(EXCERPTED TEXT)
=====

Few bothered or barked about these peccadillos. After all Saudi money and purchases
(like 110 billion dollars in US arms sales to the Saudis) were a coveted reward for looking the other
way.
                    But then, alas, alas, one day this month, the Great Reformer was fingered as the mastermind
behind the murder of the ‘Prince of Dissidents,’ Jamal Khashoggi, 59, the Saudi exile allegedly killed and
his body chopped up in a struggle inside the Saudi Consulate in Istanbul. Khashoggi lived in the U.S. and
was a columnist for the Washington Post. A hit squad of sixteen Saudis had arrived in Istanbul the day
before his murder. Turkish police claim Khashoggi was killed while he tried to obtain a document at the
Consulate which would allow him to marry his Turkish fiancé (who waited in vain outside for his exit). Police
claim his body was then cut into pieces by a forensic expert who had arrived among the sixteen Saudis
and had carried in his luggage a body-saw.
                   In the not infrequent turn-about by our mainstream media the Reformer Prince was immediately
converted into an ogre. Newspapers like the New York Times suddenly carried an inside story of the horror
of the war Prince Mohammed had unleashed in Yemen, a story that should have been written months ago.
(But then the Prince was still a ‘hero.’)
                   With this novel finger-pointing against the Great Reformer no one asked why someone could be
so stupid to have a prominent critic exterminated by an imported killer squad acting in one’s own consulate
in an allied country. Surely with all that Saudi oil revenue available any decent assassin could have done the
job more professionally.

=====

Can you edit the passage on the Khashoggi killing, starting at "With this novel" and ending at "job more professionally.", so that "contract killer" replaces "assassin"?

=====

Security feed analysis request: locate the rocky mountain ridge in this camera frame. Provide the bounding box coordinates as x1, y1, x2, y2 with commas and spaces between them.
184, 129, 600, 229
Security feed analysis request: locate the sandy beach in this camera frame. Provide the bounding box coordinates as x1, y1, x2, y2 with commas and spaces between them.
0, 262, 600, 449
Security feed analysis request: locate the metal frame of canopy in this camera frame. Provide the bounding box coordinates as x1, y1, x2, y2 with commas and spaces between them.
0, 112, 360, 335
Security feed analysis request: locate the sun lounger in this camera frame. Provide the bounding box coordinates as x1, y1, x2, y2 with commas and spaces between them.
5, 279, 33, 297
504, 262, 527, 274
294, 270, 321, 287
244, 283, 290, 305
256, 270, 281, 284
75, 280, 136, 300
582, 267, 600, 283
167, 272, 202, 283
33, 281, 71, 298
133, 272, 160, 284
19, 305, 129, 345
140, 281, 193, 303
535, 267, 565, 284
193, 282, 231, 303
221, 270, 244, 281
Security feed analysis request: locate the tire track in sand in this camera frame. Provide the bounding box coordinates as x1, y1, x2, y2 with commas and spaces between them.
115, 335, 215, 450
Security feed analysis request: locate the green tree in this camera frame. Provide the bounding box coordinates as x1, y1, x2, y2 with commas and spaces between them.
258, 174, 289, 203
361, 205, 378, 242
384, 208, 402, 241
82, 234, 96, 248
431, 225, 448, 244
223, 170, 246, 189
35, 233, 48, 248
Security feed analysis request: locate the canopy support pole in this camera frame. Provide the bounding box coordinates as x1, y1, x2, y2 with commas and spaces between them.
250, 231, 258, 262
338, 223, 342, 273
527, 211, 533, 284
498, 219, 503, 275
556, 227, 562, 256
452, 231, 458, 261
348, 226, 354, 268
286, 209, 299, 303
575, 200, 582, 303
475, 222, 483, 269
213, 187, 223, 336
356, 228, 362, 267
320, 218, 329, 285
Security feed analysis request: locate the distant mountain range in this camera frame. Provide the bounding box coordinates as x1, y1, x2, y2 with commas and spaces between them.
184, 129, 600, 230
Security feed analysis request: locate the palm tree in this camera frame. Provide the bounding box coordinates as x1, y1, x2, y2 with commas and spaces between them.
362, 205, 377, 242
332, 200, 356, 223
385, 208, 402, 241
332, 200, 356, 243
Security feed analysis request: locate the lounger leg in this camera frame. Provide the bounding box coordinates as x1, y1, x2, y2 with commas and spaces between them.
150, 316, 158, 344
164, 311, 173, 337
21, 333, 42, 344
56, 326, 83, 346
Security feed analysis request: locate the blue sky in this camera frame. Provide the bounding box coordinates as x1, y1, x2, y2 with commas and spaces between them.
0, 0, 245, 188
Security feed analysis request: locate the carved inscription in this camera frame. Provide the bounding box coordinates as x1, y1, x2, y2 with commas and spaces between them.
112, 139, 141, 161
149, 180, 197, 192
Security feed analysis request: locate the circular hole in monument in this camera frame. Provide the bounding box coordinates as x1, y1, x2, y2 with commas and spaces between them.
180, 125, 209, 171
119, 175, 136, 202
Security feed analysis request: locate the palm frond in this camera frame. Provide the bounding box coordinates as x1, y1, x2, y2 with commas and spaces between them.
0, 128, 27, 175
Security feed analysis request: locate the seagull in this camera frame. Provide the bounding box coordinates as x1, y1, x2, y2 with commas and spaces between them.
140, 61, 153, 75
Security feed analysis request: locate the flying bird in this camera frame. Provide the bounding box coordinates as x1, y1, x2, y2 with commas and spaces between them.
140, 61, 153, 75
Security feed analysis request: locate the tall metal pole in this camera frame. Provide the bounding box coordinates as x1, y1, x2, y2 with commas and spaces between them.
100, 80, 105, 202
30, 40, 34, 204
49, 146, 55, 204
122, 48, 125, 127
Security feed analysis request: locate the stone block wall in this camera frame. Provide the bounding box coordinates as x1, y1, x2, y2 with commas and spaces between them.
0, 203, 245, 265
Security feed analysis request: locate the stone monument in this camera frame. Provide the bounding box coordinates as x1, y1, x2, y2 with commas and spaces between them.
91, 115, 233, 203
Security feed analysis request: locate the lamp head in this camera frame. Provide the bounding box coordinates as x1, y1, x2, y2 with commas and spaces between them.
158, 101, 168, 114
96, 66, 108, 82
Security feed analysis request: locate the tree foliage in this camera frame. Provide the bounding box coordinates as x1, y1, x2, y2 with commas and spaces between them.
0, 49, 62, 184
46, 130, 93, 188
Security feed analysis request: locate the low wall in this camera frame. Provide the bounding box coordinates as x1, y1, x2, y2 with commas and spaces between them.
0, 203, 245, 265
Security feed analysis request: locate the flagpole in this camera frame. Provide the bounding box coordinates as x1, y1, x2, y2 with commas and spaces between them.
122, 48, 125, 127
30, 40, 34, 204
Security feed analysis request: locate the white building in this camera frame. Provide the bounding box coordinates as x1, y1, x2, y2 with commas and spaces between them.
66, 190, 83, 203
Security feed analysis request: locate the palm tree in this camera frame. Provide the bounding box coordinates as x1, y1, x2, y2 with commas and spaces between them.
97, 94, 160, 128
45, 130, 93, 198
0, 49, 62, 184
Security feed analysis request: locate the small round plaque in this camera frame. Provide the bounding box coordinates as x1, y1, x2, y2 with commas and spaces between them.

=====

(TASK ANSWER)
With this novel finger-pointing against the Great Reformer no one asked why someone could be
so stupid to have a prominent critic exterminated by an imported killer squad acting in one’s own consulate
in an allied country. Surely with all that Saudi oil revenue available any decent contract killer could have done the
job more professionally.